#### ЗАДАНИЕ A
Перечислите все мужские имена из стихов текста для чтения, которые начинаются словами «Павел построил дом».

#### ТЕКСТ ДЛЯ ЧТЕНИЯ
━━━━━━━━━━━━━━━━

Ну, скажем, вопросы происхождения.

Станислав Лем всю жизнь считал себя поляком, хотя предками его были евреи.

Жизнь в оккупации лишила писателя многих иллюзий, по крайней мере он на собственной шкуре узнал, что такое не быть арийцем.

«Я ничего раньше не знал об иудейской религии, — писал Лем в эссе «Моя жизнь». — О еврейской культуре я, к сожалению, тоже совсем ничего не знал. Собственно, лишь нацистское законодательство просветило меня насчёт того, какая кровь течёт в моих жилах». Позже, в письме американскому переводчику Майклу Канделю (от 6 мая 1977 года), Лем прямо признавался в своём еврействе, называл себя евреем.

«Немцы (тут не обойтись без банальностей), — писал он Канделю, — были методичны, планомерны, исполняли приказы безличностно и вообще механистически. Они считали себя Высшей Расой, а нас, евреев, чем-то вроде Ungeziefer, паразитов, вредных насекомых, которых нужно уничтожать, букашек, таких хитрых, наделённых такой наглостью, что они, эти букашки, посмели, благодаря своей подлой мимикрии, принять сходство с Человеком прямо поразительное» .

Антисемитизм и вообще насилие устрашали писателя.

«Теперь, впрочем, — говорил он в одном из своих поздних интервью, — преимущественно среди молодого поколения антисемитами являются люди, которые в жизни ни одного еврея в глаза не видели. Может, в связи с этим они не проявляют столь людоедских позиций, как поколение их отцов. Кроме того, евреев у нас почти уже нет, хотя есть те, которые утверждают, что мы все евреи. У меня к этому такой же подход, как у дирижёра американского оркестра, к которому ни с того ни с сего обратился дирижёр советского оркестра. “У меня играет шесть евреев”, — сказал он. “А я не имею понятия, кто у меня играет, — ответил американец, — мне как-то не пришло в голову об этом спрашивать”» .

4
Павел построил дом
От цветов до ласточкиного гнезда.
С крышей из полёта,
Окнами, полными пения.
Вечером
Собирал каштаны, колючие, как звёзды,
Тучи птиц
Переводил тучам деревьев.
Маленькие слова подрастали,
Изменялись как облака:
Розово фиолетово — печальней.
Он укладывался в сказки, как в сон,
И укачивался стихами.
В небе его страны плыли железные паруса.
У Яна не было дома.
Он жил в улыбке как на острове.
Покинутый девушками,
Как вяз без птиц,
Любовь спрятал под веками
И не изменил ей во сне.
Уступал дорогу
Деревьям и муравьям,
Никогда не был одиноким.
Водил слова
Лёгкой линией лазури
Розовым плечом Струной.
Пришли за ним ночью.
Пётр верил в незабудки.
У его отца
Серебряного живого старичка
Была гробница
Вся из огня и кирпича.
Пётр учился у отца молчанию.
Девушка, которую он любил,
С глазами яснее, чем воздух,
Поймала грудью пулю —
В золотых ресницах
Погасли два маленьких неба.

━━━━━━━━━━━━━━━━

#### СТРОКИ

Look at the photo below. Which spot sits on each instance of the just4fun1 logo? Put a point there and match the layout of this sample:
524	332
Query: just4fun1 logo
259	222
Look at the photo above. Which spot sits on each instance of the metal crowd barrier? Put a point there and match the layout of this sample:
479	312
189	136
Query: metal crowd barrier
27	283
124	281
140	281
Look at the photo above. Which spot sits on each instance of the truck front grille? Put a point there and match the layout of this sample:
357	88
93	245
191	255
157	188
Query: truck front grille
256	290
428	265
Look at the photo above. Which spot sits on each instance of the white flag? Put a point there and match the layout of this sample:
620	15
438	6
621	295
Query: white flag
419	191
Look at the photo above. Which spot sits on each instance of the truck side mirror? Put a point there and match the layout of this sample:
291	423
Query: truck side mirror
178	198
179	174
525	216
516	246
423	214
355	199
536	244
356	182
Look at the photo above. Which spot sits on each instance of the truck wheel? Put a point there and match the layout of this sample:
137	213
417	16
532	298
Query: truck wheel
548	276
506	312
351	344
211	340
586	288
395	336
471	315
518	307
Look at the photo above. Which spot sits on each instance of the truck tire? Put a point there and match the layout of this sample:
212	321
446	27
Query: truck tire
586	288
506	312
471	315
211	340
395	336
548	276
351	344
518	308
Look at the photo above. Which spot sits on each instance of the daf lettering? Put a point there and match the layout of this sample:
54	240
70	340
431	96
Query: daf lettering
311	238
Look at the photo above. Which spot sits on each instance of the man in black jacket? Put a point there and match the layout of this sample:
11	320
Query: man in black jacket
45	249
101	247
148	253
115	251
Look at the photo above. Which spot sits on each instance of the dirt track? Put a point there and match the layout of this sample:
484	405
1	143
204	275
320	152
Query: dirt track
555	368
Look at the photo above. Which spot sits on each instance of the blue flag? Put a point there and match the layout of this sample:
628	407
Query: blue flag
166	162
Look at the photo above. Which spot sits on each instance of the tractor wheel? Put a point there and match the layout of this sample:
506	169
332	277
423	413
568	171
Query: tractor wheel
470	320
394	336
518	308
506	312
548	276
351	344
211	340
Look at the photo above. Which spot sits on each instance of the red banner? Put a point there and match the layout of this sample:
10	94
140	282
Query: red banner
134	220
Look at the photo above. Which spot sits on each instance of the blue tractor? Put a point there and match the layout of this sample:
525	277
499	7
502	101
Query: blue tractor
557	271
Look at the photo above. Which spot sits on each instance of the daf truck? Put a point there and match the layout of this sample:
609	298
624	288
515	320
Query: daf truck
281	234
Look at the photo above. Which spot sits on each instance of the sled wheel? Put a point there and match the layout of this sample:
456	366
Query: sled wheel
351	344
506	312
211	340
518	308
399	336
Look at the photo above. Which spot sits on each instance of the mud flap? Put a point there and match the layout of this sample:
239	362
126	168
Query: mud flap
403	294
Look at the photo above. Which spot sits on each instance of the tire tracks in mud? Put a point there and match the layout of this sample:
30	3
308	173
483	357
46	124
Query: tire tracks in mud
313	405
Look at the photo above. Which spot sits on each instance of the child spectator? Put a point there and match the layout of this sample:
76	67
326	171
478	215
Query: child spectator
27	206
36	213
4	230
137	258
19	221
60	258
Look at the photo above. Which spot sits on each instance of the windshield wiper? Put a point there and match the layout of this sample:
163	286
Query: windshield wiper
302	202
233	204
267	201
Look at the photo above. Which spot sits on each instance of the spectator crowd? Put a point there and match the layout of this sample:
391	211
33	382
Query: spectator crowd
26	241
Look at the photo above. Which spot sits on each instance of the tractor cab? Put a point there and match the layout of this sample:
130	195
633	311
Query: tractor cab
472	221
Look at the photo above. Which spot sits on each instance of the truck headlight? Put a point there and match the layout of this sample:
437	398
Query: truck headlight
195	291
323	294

━━━━━━━━━━━━━━━━

#### ЗАДАНИЕ B
Перепишите из блока строк выше все строки со строки с «the truck headlight?» до последней включительно, вместе с запросами. Каждую координату в ответах увеличьте на 94.

#### ПОЛНЫЙ ОТВЕТ A
Павел, Ян, Пётр

#### ПОЛНЫЙ ОТВЕТ B
Look at the photo above. Which spot sits on each instance of the truck headlight? Put a point there and match the layout of this sample:
437	398
Query: truck headlight
289	385
417	388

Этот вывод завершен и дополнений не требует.